--- start Data supplied ---

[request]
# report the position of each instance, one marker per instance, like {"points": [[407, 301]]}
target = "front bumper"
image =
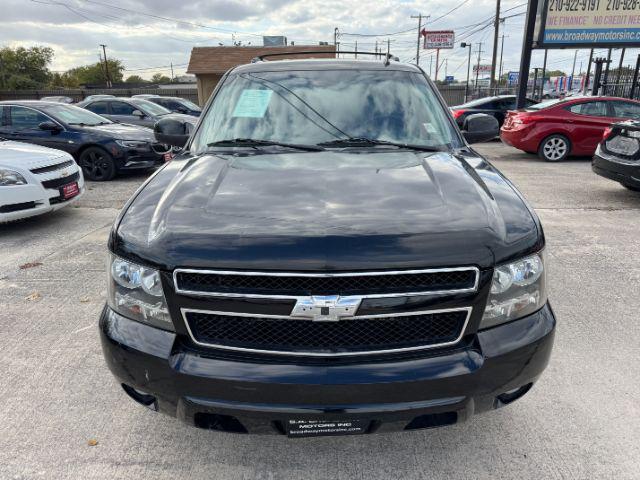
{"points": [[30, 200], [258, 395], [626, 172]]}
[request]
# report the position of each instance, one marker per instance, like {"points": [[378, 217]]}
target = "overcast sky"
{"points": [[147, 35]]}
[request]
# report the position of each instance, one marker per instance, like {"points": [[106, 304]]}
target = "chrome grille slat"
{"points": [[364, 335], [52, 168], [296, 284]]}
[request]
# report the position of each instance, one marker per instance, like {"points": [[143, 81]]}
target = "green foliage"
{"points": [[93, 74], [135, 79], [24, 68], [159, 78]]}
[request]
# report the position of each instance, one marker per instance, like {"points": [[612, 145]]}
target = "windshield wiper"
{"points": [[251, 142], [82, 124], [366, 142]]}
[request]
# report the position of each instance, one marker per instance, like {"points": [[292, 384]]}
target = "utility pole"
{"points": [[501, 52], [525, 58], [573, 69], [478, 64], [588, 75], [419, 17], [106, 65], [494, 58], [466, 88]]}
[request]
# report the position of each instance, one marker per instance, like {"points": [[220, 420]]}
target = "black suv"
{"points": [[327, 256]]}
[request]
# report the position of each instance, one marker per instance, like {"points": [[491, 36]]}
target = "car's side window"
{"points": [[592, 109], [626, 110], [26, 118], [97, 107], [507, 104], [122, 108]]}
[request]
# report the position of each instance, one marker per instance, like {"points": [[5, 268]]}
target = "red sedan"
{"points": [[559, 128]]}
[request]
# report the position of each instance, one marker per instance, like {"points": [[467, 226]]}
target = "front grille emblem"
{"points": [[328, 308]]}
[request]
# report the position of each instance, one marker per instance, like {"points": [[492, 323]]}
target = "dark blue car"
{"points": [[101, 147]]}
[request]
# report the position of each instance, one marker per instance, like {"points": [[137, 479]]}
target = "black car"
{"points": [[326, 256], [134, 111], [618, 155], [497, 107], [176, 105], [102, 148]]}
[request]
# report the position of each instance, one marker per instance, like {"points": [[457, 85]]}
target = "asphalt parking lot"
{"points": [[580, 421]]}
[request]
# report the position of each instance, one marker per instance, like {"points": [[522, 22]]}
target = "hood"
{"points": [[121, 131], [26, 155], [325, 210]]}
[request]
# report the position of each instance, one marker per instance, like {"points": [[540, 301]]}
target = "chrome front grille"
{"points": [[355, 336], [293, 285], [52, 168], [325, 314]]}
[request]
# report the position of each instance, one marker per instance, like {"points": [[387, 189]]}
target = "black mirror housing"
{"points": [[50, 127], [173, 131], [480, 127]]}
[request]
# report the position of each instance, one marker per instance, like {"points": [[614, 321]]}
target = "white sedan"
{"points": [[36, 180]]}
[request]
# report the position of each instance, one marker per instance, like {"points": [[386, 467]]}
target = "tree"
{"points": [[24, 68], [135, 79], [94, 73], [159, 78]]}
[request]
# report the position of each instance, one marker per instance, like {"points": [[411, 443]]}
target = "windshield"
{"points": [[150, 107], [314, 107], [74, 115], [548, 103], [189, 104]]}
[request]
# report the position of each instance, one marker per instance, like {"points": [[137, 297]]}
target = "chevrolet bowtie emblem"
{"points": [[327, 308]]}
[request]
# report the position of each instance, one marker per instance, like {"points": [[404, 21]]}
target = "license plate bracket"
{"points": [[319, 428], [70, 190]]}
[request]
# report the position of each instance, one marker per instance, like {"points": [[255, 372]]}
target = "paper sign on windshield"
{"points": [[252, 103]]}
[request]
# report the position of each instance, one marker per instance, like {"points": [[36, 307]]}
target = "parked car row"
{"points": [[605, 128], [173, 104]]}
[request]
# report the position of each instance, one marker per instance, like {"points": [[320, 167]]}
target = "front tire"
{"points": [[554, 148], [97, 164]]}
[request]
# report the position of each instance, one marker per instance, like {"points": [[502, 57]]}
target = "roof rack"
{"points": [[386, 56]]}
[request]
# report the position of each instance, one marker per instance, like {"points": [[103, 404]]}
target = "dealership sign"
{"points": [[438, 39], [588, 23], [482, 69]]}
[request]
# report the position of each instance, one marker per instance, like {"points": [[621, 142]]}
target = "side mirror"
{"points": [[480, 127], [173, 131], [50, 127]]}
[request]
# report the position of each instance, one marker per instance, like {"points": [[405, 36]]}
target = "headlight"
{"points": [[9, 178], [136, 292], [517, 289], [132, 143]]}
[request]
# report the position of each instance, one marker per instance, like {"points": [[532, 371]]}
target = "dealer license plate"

--- end Data supplied ---

- [Task requirements]:
Transcribe all the records above word for word, without their images.

- [Output]:
[request]
# report the position of each instance, one marker per instance, like {"points": [[407, 301]]}
target = "front bumper"
image =
{"points": [[30, 200], [258, 395], [626, 172]]}
[request]
# report the position of each instance, one marker per instance, like {"points": [[378, 217]]}
target = "overcast sky"
{"points": [[147, 35]]}
[request]
# report the position of each instance, one marker per instance, like {"points": [[106, 304]]}
target = "chrome grille slat"
{"points": [[364, 335], [52, 168], [296, 284]]}
[request]
# report the position of each instance, one marker per instance, like {"points": [[143, 81]]}
target = "green foliage"
{"points": [[93, 74], [135, 79], [24, 68], [159, 78]]}
[request]
# report the position of each instance, one marker per instance, like {"points": [[612, 145]]}
target = "windshield wiper"
{"points": [[251, 142], [82, 124], [366, 142]]}
[request]
# report the position of each instance, one marker per instance, like {"points": [[292, 384]]}
target = "utility pole"
{"points": [[501, 52], [525, 58], [573, 69], [478, 64], [588, 75], [419, 17], [106, 65], [494, 58], [466, 88]]}
[request]
# report the position of each instance, one marker per instance, like {"points": [[220, 420]]}
target = "black suv"
{"points": [[327, 256]]}
[request]
# report the position of each instance, one marker per instance, like {"points": [[491, 36]]}
target = "car's side window"
{"points": [[592, 109], [626, 110], [26, 118], [97, 107], [507, 104], [122, 108]]}
[request]
# report the position of each instance, one marker per instance, like {"points": [[5, 268]]}
target = "red sedan"
{"points": [[559, 128]]}
[request]
# report the position of each instance, one marker per instance, like {"points": [[467, 226]]}
target = "front grille emblem"
{"points": [[328, 308]]}
[request]
# report the position of each instance, one marker per instance, like {"points": [[492, 323]]}
target = "dark blue car"
{"points": [[101, 147]]}
[request]
# report the position of each instance, one marker per instance, like {"points": [[137, 479]]}
target = "black car"
{"points": [[326, 256], [134, 111], [618, 155], [497, 107], [176, 105], [102, 148]]}
[request]
# report the position of each instance, one marker per instance, like {"points": [[457, 85]]}
target = "asphalt parking lot"
{"points": [[580, 421]]}
[request]
# report the position of each instance, one marker per instance, like {"points": [[522, 22]]}
target = "hood"
{"points": [[121, 131], [26, 155], [325, 210]]}
[request]
# report the position of each instance, one marker per instance, like {"points": [[540, 301]]}
target = "chrome front grille"
{"points": [[355, 336], [293, 285], [52, 168], [325, 314]]}
[request]
# report the position of each instance, one marker per instance, like {"points": [[387, 189]]}
target = "black mirror housing"
{"points": [[50, 127], [173, 131], [480, 127]]}
[request]
# report the position of each instance, one marker per instance, like {"points": [[614, 321]]}
target = "white sedan"
{"points": [[36, 180]]}
[request]
# report the position of each instance, one marker per instance, like {"points": [[386, 467]]}
target = "tree"
{"points": [[24, 68], [135, 79], [94, 73], [159, 78]]}
[request]
# report the position of each instance, one marker per instance, like {"points": [[411, 443]]}
target = "windshield"
{"points": [[150, 107], [314, 107], [74, 115], [548, 103], [189, 104]]}
[request]
# report the position of each instance, one marker per instance, like {"points": [[137, 297]]}
target = "chevrolet bowtie emblem"
{"points": [[327, 308]]}
[request]
# report the position of each instance, one marker per instance, like {"points": [[404, 21]]}
target = "license plate bracket"
{"points": [[319, 428], [70, 190]]}
[request]
# report the position of each instance, one marker per instance, like {"points": [[255, 372]]}
target = "paper sign on windshield"
{"points": [[252, 103]]}
[request]
# report the position of each instance, one marker per instance, like {"points": [[36, 307]]}
target = "parked car row"
{"points": [[605, 128], [173, 104]]}
[request]
# report the position of each instance, one marker per instance, like {"points": [[320, 167]]}
target = "front tire"
{"points": [[554, 148], [97, 164]]}
[request]
# report the position of each instance, one marker per instance, like {"points": [[502, 57]]}
target = "roof rack"
{"points": [[386, 56]]}
[request]
# report the position of each instance, one marker per instance, like {"points": [[103, 404]]}
target = "dealership sign"
{"points": [[438, 39], [588, 23], [482, 69]]}
[request]
# report the position of each instance, one marker per instance, like {"points": [[621, 142]]}
target = "side mirror"
{"points": [[480, 127], [173, 131], [50, 127]]}
[request]
# report the position of each instance, one marker per instance, like {"points": [[405, 36]]}
target = "headlight"
{"points": [[9, 178], [136, 292], [517, 289], [132, 143]]}
[request]
# report the position of each instance, one marker per instance, like {"points": [[532, 371]]}
target = "dealer license plate"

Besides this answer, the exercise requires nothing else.